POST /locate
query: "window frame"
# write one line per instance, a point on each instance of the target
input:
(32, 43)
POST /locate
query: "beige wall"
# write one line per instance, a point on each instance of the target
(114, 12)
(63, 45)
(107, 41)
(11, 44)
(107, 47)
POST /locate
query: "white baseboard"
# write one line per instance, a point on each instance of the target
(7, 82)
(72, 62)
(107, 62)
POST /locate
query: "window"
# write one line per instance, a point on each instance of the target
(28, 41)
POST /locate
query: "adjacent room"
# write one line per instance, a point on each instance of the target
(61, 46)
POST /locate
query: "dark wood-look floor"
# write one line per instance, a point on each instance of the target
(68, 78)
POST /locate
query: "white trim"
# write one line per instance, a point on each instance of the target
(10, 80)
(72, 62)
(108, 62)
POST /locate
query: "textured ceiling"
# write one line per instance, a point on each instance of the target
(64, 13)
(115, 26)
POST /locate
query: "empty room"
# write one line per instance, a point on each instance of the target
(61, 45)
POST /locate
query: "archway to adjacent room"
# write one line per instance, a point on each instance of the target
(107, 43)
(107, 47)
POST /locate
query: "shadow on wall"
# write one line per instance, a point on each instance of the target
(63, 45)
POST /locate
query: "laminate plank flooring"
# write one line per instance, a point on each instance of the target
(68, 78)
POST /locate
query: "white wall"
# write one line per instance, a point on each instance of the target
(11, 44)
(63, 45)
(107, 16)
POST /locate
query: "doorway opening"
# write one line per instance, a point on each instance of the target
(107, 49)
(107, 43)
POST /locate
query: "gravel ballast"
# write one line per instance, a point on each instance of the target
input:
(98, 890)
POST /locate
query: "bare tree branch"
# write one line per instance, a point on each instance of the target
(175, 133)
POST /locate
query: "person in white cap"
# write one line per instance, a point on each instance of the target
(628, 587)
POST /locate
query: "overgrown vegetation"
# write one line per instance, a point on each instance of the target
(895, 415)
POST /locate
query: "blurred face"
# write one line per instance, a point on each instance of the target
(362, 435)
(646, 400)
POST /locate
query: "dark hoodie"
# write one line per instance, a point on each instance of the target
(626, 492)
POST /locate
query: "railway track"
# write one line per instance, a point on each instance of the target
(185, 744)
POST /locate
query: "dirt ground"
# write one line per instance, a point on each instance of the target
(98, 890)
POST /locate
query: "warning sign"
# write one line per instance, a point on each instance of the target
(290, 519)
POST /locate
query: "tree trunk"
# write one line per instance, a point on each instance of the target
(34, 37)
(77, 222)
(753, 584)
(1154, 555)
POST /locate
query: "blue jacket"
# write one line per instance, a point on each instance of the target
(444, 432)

■ TASK DESCRIPTION: Find each line in the items above that contains the word "room" and copy it out.

■ SOLUTION BELOW:
query: "adjacent room"
query: "empty room"
query: "archway to adjacent room"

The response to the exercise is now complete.